- Your goal: Please mark each statement yes or no by whether the expo report on composers agrees with it, and quote the report's deciding words: (a) Rachel Dziezynski has a website with samples. (b) Most of Vivian Aguiar Buff's experience is classical. (c) Phoebe Danskin does film scoring.

There were 49 composers/sound designers/audio engineers at the Music and Sound for Visual Media expo. There was a demo playing on repeat in one room which allowed me to see a lot of film scoring samples along with the composer and their expo room number, which made it much easier to specifically talk to people whose style seemed like it might fit the film. These are the people who got my attention and seemed interested in the project.
Richard Ludlow: is a composer, sound designer, violinist, and violist. Some samples of his music in the demo room had a similar tribal, ethereal feel to them that some of the music on the CD you gave me had. He told me he’s very interested in working with ethnic music. His music had a lot of strings and percussion. He seemed interested in the film and said that if he’s not available when you need someone, he’d be happy to recommend other people we might look to. Samples of his work are available on his website.
Rachel Dziezynski: is a flautist and composer. I was drawn to her from the demo room because she was the only person who included a sample of music that complimented a spoken monologue in her demo pieces. It was a cartoon and the monologue was intended to make kids want to read, so it had a very different feel than what you’ll probably want, but when I talked to her she was very interested. She seemed most excited about the film out of everyone I talked to, asking numerous questions and generally wanting to know more about the film’s premise. She also immediately came up with an idea for how she might score the film using a combination of classical and electronic sounds. She thought that the electronic sounds could be used to emphasize the alien-ness of biofilms both in the body and in the medical world, while classical music could highlight a hope of returning to health and normalcy. She does not have a website with samples, but she gave me a demo CD that I can give you (and if you want it sooner, I could probably email you the files on it).
Vivian Aguiar Buff: is a composer, arranger, and producer. She likes to work with a full orchestra and most of her experience is classical. She also does electronic music and is beginning to combine the two. She was very interested in the duality of the “doom and gloom” aspects of the movie and the hope that things are beginning to look up with patients advocating for themselves and more people becoming aware of different types of bacterial infections than the standard one bacteria system that we operate on. She played a piece for me that had a similar sort of duality to it–it was music behind a funeral scene from a TV show that gave a sense of pain and sadness but also the beginning of a new chapter. I was impressed by how appropriate the hopeful notes sounded against the funeral background. She has music and video samples on her website.
Tangelene Bolton: is a composer and sound designer who works with a wide range of musical styles and instruments. She is trained as a classical pianist. She was the last person I talked to before heading out and I was beginning to wear out by that time, so while she impressed me and seemed enthusiastic and highly interested, I don’t think my summary of our conversation will be nearly as helpful as the resume and portfolio on her website.
Phoebe Danskin: is an audio engineer, sound designer, and composer. She does not do film scoring, but her skills in providing sound effects and music for animations make her worth mentioning. She is a Berklee alum (the rest were students) and might be a good person to talk to if the film scorer has less experience or comfort with the 3D animations in the film.
Phoebe Danskin: index
The rest of the people I talked to seemed either uninterested or like they were feigning interest in hopes that they could get some experience or money from working on the film. However, if you want to see samples and information about more people, the Expo Guide that lists everyone presenting is available as a PDF at http:tinyurl.com/62xu3e8. It lists everyone who was present along with contact information and whatever bio they gave (some are much more informative than others).

- Data under study:
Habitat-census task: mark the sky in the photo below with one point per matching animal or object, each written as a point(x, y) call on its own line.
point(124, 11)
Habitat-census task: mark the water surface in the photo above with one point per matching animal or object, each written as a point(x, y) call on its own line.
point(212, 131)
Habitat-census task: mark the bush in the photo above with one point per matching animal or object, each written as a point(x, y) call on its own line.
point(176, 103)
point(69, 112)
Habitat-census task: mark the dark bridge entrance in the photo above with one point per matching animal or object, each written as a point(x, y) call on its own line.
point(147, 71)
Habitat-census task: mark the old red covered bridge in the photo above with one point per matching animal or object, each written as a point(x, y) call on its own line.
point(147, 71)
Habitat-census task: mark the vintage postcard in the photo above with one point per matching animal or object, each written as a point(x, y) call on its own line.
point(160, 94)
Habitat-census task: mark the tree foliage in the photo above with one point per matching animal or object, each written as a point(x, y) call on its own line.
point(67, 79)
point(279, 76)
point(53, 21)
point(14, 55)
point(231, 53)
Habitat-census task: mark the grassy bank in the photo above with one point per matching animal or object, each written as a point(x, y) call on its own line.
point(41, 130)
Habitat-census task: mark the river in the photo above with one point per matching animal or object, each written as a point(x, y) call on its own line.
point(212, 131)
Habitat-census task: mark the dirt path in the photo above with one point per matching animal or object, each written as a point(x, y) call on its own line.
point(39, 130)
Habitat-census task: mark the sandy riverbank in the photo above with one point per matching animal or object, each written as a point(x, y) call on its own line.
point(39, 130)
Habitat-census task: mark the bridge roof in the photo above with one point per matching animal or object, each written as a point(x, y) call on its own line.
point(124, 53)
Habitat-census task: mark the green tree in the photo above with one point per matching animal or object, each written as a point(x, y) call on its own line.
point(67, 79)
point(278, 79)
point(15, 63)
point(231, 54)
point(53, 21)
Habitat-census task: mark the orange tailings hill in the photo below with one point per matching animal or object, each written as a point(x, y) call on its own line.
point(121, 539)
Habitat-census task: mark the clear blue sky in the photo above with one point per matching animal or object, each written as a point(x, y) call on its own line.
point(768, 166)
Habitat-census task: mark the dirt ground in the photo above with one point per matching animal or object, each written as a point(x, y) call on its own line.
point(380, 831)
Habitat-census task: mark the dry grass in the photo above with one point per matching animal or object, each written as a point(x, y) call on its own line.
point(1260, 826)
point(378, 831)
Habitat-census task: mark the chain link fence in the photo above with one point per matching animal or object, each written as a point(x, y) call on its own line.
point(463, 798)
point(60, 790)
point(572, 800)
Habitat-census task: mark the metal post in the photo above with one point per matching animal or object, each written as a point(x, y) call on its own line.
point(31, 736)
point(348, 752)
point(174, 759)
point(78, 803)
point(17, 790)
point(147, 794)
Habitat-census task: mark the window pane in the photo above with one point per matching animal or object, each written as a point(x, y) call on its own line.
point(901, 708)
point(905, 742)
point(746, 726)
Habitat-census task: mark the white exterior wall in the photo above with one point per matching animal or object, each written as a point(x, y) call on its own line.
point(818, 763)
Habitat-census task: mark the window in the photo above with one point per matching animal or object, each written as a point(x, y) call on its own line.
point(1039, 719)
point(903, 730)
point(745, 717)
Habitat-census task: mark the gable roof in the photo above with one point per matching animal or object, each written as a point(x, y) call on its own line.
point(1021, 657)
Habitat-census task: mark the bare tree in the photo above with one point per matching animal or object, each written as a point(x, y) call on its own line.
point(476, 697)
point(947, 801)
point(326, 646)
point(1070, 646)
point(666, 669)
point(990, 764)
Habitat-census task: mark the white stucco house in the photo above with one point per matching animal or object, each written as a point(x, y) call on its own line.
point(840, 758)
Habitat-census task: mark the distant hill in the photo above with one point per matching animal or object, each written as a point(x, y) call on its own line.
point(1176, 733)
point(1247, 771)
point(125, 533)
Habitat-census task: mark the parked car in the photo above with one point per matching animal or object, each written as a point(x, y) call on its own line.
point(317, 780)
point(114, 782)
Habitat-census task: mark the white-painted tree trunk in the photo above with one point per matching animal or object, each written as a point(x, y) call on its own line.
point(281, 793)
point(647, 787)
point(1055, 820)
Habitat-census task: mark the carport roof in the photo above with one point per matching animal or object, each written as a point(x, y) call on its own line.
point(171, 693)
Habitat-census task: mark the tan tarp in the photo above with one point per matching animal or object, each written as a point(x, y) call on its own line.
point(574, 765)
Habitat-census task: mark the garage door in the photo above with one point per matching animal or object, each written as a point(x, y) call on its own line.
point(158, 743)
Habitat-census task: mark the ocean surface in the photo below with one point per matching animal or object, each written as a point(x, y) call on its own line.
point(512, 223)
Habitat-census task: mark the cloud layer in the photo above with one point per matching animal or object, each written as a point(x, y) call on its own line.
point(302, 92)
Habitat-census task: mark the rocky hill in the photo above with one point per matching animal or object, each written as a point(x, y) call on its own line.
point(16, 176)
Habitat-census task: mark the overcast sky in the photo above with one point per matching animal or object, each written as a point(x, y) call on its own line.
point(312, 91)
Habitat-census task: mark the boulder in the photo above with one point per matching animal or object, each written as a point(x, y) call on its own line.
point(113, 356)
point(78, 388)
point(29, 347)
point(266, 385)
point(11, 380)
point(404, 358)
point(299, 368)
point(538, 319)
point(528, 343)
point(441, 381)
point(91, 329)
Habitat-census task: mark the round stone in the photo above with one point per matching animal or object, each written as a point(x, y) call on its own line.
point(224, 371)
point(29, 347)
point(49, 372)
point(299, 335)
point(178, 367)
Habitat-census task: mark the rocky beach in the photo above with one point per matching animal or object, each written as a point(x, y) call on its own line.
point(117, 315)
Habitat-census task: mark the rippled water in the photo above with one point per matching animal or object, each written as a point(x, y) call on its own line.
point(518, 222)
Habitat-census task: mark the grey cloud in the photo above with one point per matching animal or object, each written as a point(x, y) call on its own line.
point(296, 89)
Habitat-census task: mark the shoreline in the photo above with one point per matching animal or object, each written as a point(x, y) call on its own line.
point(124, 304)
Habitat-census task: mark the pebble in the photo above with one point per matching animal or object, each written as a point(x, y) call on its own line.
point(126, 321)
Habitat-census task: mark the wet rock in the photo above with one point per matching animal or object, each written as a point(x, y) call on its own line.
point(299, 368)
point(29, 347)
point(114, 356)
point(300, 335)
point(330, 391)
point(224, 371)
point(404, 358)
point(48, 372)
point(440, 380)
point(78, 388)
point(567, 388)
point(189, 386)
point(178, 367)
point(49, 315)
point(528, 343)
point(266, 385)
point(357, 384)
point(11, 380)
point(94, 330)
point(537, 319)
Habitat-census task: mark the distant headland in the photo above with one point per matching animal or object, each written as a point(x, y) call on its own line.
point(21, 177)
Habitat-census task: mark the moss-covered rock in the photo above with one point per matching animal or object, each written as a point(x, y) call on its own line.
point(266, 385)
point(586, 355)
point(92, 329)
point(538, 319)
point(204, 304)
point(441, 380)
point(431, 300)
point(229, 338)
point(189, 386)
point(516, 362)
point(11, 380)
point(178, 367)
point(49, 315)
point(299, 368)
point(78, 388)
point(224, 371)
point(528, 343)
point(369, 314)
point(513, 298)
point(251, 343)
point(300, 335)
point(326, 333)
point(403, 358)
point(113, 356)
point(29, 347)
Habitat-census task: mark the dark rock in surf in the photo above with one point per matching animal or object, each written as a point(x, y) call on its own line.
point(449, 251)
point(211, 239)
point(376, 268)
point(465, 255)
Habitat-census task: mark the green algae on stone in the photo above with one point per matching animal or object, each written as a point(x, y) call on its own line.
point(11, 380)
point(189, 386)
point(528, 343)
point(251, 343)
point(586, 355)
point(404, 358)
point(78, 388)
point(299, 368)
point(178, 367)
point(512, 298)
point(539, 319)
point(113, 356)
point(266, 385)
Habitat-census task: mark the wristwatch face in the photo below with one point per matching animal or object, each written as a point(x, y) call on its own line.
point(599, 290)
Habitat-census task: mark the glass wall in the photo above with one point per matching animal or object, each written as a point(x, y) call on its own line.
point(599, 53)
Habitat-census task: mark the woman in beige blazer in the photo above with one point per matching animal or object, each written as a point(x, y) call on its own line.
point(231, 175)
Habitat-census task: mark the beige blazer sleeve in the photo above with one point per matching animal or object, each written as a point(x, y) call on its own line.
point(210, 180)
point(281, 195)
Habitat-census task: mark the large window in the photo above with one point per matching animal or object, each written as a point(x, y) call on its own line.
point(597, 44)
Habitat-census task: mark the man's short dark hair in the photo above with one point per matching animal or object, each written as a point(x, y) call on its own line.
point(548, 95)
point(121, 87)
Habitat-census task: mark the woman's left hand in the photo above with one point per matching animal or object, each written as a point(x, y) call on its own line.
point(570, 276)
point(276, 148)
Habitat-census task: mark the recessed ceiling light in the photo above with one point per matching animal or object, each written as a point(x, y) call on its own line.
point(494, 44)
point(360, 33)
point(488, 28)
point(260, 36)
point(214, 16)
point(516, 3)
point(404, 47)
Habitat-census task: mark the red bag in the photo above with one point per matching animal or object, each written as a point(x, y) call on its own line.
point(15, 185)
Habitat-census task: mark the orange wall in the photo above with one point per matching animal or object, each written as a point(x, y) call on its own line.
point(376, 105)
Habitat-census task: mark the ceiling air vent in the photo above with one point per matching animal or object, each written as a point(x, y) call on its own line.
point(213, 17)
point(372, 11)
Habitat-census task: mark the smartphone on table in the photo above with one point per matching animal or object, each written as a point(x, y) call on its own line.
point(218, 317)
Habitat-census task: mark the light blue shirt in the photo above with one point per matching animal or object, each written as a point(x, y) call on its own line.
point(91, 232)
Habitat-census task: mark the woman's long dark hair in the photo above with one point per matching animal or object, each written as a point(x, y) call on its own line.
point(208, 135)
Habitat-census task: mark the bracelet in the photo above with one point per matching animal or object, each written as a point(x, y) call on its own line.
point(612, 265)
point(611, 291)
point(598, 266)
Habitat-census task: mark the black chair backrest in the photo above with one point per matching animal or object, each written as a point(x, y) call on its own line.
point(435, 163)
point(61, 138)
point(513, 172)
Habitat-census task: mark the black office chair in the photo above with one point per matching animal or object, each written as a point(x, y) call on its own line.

- Answer box:
(a) No: "She does not have a website with samples"
(b) Yes: "most of her experience is classical"
(c) No: "She does not do film scoring"